Gerda Dendooven (born 10 May 1962) is a Belgian illustrator. She has won numerous awards for her work, including the Gouden Uil, the Woutertje Pieterse Prijs and the Boekenpauw on several occasions.

Early life 

Dendooven was born in 1962 in Marke, Belgium. She studied Vrije Grafiek at the Royal Academy of Fine Arts in Ghent.

Career

Children's literature 

In 1987, she illustrated her first children's book Geen gezoen, vlug opendoen by Ed Franck. Dendooven went on to illustrate many books by many different authors, including Herman Brusselmans, Toon Tellegen and Bart Moeyaert. Other authors include Elvis Peeters, Michael De Cock and Wally De Doncker.

SHORT TASK 1 ▸
List every author the Dendooven biography names as someone whose books she illustrated.
SHORT TASK 2 ▸
From the Dendooven biography, reproduce word for word the stretch from "In 1987, she" through "Wally De Doncker.".

(Stored items from a collection)
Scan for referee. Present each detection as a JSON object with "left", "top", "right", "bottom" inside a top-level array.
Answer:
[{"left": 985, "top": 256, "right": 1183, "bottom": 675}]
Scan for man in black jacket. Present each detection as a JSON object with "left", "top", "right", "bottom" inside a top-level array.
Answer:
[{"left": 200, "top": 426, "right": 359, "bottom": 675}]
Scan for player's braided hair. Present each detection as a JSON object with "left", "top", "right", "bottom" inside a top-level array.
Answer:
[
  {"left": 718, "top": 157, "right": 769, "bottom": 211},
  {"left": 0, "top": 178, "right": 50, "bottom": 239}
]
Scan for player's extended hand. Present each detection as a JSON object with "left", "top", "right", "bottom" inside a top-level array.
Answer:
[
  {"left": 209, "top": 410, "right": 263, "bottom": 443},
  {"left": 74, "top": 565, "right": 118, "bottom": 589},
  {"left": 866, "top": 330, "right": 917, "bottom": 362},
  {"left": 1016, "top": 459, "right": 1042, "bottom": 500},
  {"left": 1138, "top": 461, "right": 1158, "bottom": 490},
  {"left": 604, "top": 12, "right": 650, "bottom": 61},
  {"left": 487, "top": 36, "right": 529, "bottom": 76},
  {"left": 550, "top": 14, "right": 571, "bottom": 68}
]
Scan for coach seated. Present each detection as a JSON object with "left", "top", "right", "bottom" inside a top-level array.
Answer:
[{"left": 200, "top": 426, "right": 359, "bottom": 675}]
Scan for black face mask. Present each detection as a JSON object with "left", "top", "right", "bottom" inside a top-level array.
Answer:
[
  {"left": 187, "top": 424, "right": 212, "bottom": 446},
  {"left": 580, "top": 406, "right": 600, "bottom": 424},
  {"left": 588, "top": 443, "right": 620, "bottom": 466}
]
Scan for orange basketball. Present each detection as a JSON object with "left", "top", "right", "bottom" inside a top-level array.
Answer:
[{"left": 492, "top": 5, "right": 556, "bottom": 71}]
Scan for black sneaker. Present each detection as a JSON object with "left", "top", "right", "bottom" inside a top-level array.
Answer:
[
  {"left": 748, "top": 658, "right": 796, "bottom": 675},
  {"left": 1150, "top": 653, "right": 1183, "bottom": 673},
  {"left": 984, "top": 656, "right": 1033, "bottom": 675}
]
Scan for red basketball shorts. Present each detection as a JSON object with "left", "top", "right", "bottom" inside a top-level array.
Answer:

CORRECT OUTPUT 1 ▸
Ed Franck, Herman Brusselmans, Toon Tellegen, Bart Moeyaert, Elvis Peeters, Michael De Cock, Wally De Doncker

CORRECT OUTPUT 2 ▸
In 1987, she illustrated her first children's book Geen gezoen, vlug opendoen by Ed Franck. Dendooven went on to illustrate many books by many different authors, including Herman Brusselmans, Toon Tellegen and Bart Moeyaert. Other authors include Elvis Peeters, Michael De Cock and Wally De Doncker.